_Página_
------------------------------------------------

Com o advento do patriarcado e a tomada de consciência do poder reprodutor masculino, o culto à Deusa Wicca e aos valores femininos passou a ser severamente reprimido – basta lembrar a caça às bruxas na Idade Média, então vistas como promotoras de práticas demoníacas, deturpação, aliás, que ainda vigora em muitos meios. Seguidores e estudiosos da wicca creditam a perda de prestígio e de validação social e espiritual da mulher à ascensão do cristianismo e sua crença num Deus masculino e soberano. Para se ter ideia, na Inglaterra e em outros países europeus, as últimas leis contra a bruxaria foram revogadas somente em 1951. No entanto, a censura oficial não impediu que adeptos se organizassem secretamente, mantendo o paganismo ativo por séculos.

------------------------------------------------

_Dados de origem_

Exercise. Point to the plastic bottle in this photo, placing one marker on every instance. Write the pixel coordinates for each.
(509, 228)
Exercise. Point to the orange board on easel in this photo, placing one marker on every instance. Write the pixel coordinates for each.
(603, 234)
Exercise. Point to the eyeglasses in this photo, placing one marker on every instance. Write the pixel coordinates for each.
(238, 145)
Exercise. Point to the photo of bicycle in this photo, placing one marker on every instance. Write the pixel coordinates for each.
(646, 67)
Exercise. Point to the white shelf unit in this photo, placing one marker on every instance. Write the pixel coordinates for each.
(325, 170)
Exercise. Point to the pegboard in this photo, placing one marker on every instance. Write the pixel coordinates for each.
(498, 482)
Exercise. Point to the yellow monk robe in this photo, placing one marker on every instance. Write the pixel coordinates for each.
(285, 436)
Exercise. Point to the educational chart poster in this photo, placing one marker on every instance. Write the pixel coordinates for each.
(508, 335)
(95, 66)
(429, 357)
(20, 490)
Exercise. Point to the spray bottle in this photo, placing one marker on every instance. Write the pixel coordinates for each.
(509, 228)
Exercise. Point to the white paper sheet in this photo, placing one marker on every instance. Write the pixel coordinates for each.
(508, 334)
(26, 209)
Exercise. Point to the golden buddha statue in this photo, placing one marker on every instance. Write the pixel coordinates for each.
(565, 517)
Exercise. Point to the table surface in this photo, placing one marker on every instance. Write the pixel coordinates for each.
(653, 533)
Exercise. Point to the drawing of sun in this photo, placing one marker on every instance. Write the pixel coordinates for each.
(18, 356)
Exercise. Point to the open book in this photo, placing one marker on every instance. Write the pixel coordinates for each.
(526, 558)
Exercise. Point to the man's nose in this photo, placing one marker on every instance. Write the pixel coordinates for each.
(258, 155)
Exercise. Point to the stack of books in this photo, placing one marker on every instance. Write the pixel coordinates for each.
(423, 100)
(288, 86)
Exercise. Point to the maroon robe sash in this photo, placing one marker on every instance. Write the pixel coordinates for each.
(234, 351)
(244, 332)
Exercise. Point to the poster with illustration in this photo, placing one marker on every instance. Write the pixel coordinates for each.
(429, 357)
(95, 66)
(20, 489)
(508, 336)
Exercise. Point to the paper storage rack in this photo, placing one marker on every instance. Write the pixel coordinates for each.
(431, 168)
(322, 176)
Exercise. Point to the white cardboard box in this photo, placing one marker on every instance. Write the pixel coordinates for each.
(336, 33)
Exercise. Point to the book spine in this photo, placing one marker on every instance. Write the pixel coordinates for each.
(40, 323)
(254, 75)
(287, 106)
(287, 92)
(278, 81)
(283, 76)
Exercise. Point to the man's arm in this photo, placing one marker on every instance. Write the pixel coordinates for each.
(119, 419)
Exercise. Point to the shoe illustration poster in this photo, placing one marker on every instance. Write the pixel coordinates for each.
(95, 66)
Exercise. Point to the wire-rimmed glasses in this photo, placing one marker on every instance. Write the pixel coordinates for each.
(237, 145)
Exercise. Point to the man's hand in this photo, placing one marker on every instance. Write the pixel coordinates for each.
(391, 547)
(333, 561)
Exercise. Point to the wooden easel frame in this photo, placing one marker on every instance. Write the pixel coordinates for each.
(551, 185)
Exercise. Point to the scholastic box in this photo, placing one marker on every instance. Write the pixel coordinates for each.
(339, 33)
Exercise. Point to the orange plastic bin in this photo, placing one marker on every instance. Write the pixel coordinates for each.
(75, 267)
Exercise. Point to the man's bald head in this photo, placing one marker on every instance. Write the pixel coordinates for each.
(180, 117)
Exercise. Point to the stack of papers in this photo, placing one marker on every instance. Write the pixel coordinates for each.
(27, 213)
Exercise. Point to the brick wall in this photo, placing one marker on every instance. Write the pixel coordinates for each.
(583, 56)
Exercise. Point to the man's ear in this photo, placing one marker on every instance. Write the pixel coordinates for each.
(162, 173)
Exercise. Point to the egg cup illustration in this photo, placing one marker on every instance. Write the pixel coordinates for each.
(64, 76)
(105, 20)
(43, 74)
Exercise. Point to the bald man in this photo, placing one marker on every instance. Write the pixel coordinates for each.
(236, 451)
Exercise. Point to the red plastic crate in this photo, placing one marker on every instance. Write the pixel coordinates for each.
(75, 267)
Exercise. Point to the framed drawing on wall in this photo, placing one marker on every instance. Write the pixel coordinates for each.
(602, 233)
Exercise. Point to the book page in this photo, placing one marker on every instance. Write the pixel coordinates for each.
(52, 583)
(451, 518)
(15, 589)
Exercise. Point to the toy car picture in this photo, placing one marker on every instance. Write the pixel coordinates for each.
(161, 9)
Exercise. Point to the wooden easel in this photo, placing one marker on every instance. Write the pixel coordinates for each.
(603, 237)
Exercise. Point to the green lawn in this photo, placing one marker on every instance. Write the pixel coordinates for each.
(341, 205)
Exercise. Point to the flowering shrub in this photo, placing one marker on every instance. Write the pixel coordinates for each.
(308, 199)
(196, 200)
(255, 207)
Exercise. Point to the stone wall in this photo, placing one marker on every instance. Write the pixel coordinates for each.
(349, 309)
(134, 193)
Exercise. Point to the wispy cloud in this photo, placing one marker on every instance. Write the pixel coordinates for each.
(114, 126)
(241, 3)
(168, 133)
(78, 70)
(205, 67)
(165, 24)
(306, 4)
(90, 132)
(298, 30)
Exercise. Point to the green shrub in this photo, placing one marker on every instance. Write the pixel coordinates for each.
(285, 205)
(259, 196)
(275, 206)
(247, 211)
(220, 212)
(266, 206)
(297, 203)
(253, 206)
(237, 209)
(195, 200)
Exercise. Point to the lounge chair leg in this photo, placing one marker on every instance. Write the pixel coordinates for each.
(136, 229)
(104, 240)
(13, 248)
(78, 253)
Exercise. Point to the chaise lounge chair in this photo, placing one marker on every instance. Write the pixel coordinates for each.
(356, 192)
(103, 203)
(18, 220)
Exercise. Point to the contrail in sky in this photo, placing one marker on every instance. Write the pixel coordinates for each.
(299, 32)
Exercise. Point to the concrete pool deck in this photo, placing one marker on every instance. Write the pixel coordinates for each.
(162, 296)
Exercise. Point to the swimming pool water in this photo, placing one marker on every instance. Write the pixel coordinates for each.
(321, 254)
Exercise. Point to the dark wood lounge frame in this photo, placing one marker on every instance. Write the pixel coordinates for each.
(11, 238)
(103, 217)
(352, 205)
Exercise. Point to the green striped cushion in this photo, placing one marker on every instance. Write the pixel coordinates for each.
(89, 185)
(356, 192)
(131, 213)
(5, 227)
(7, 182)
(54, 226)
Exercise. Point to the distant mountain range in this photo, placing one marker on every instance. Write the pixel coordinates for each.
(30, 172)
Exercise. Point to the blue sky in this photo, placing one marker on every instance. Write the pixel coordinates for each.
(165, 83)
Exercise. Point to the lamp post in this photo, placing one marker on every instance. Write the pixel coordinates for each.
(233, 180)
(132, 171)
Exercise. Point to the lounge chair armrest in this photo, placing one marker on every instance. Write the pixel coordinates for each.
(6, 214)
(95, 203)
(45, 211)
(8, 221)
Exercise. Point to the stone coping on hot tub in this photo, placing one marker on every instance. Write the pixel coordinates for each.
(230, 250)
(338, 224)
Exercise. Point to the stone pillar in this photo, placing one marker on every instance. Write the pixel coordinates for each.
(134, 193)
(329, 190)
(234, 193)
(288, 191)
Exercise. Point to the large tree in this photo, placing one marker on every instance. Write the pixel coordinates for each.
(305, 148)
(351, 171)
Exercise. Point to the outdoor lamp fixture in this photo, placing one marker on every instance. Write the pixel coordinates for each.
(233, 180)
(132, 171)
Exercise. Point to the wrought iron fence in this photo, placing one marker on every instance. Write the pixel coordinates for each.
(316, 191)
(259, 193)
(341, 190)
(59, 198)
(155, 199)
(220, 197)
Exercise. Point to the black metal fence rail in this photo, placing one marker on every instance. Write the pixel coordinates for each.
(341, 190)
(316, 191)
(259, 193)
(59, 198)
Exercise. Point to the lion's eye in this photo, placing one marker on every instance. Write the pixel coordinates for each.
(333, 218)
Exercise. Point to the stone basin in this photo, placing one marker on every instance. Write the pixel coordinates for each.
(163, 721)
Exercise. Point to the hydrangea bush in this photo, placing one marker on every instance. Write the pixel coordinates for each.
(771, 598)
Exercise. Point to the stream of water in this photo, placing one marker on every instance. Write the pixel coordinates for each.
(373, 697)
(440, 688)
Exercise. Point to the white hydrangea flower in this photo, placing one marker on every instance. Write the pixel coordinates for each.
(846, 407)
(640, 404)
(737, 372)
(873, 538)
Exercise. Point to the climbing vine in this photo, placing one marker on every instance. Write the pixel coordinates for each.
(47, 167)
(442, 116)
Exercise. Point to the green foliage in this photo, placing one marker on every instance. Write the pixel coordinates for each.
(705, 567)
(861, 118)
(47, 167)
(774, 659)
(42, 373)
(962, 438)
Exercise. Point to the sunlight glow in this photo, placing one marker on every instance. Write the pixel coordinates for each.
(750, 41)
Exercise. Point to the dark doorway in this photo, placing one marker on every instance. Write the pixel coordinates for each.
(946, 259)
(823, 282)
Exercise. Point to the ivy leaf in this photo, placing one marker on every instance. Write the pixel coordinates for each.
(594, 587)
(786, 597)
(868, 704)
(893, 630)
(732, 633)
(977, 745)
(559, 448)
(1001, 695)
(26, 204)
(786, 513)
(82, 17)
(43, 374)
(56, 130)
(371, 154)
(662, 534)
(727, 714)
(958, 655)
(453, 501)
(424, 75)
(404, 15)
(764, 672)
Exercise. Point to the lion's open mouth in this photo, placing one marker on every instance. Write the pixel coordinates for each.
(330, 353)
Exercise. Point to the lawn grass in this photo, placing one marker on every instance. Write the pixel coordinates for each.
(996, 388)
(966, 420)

------------------------------------------------

_Tarefas a cumprir_
a. Quais linhas acima contêm a palavra "lion"? Liste-as por inteiro.
b. Retome o texto sobre a wicca a partir do ponto em que ele termina. Como ele prosseguiria?

_Respostas_
a.
Exercise. Point to the lion's eye in this photo, placing one marker on every instance. Write the pixel coordinates for each.
Exercise. Point to the lion's open mouth in this photo, placing one marker on every instance. Write the pixel coordinates for each.

b.
Foi assim que a tradição chegou aos dias de hoje, mais valorizada que nunca, sobretudo pelos jovens, haja vista a reformulação em curso de valores e relações afetivas, familiares, profissionais e coletivas. O número de convertidos vem crescendo nos últimos 15 anos, sendo o Brasil uma das principais vozes do movimento pagão mundial. Tal interesse se explica, segundo Prieto, pelo fato de que o planeta atravessa um período de enaltecimento da ampliação não só das consciências ética e espiritual como também do autoconhecimento, o que resulta em maior respeito à diversidade, à igualdade, à cidadania e ao meio ambiente – todas essas diretrizes preconizadas pela wicca. “As minorias se identificam com essa religião porque se sentem acolhidas. Aqui não há  preconceito de espécie nenhuma”, ele destaca, e enfatiza: “Nosso único dogma é: ‘Faça o que quiser, desde que não faça mal a nada nem a ninguém’ ”.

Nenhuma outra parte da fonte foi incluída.